Object position labeling entries:
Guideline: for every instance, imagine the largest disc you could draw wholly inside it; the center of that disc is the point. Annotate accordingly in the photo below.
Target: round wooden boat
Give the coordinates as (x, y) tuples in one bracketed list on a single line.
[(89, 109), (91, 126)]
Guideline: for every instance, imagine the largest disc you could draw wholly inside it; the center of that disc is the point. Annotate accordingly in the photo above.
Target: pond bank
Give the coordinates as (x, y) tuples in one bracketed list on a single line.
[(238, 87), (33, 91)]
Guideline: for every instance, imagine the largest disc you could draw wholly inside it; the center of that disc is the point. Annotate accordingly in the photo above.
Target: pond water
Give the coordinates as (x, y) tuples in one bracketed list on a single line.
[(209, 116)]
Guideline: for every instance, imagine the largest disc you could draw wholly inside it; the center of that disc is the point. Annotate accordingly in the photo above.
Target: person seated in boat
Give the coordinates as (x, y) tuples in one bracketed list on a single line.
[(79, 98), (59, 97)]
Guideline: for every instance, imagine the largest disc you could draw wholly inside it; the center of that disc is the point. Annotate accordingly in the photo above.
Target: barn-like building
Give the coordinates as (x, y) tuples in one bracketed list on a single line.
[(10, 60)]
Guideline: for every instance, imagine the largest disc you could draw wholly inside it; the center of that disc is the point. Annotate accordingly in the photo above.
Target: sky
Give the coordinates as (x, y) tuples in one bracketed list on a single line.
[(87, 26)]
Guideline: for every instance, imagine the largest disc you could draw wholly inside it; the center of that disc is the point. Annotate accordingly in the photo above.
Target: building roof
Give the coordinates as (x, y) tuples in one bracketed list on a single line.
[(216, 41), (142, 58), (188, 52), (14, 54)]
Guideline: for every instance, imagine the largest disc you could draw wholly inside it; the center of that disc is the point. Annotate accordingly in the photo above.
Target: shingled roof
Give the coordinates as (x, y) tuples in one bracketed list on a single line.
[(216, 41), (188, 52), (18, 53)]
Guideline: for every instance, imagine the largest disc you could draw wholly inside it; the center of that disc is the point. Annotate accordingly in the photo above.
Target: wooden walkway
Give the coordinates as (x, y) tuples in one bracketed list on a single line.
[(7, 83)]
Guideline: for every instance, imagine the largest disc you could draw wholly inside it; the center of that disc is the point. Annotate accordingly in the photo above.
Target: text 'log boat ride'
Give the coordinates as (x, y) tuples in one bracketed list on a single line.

▶ [What you are asked to do]: Rewrite the material above, changing each occurrence of "largest disc" to "biggest circle" and leaving everything else untouched.

▶ [Problem solution]:
Guideline: for every instance, imagine the biggest circle you could draw wholly inside it; the center of that disc is the point. Annotate accordingly in the photo below.
Target: round wooden boat
Give the coordinates as (x, y) tuples in one bracketed list on a single line.
[(89, 109), (91, 126)]
Guideline: for every instance, imagine the biggest circle you could draw wholly inside it; the center of that disc is the point. Annotate accordingly in the photo above.
Target: pond bank
Give the coordinates as (x, y) tuples in one bracketed list on a single line.
[(238, 87), (33, 91)]
Guideline: for every instance, imagine the biggest circle you could draw wholly inside it; the center of that disc is the point. Annotate accordingly in the photo above.
Target: pond water
Give the coordinates as (x, y) tuples in one bracketed list on a single line.
[(209, 116)]
Guideline: for every instance, imagine the biggest circle you could draw wholly inside it; the center of that disc is the point. Annotate accordingly in the photo above.
Target: person seated in boat
Give the coordinates as (x, y) tuples in one bracketed list on a single line.
[(79, 98), (59, 97)]
Guideline: for every instance, imagine the biggest circle you could draw wholly inside it; the center of that disc is the point. Annotate accordingly in the photo above.
Target: barn-like building
Give the coordinates as (x, y) tuples in one bracketed list on a single line.
[(10, 60)]
Guideline: for every instance, imagine the biggest circle you could draw wholly inside it; the center of that disc is the point. Annotate accordingly in the photo above.
Target: sky
Give the coordinates as (x, y) tuples in one bracketed list on a single line.
[(87, 26)]
Guideline: for every instance, imagine the biggest circle you could draw wholly inside it; the center of that disc is the point. Annotate accordingly in the photo above.
Target: building roof
Give the coordinates as (x, y) tuples in one bracketed list on a single line.
[(216, 41), (142, 58), (188, 52), (14, 54)]
Guideline: for every instance, imagine the biggest circle you could draw wholly inside it; the center of that disc is the point. Annotate accordingly in the photo above.
Target: shingled roof
Give the coordinates as (x, y) tuples in one bracketed list on a single line.
[(216, 41), (188, 52), (18, 53)]
Guideline: for every instance, imagine the biggest circle you could draw wholly inside it; the center of that disc is the point. Annotate accordingly in the photo above.
Target: wooden walkway
Give the coordinates as (x, y) tuples in one bracketed list on a single line.
[(7, 83)]
Guideline: for every instance, imagine the biggest circle you could draw wholly inside it; the center of that disc is the point. Annotate accordingly in the photo above.
Target: text 'log boat ride'
Give the coordinates as (x, y) tuples in one bracketed list on a single line.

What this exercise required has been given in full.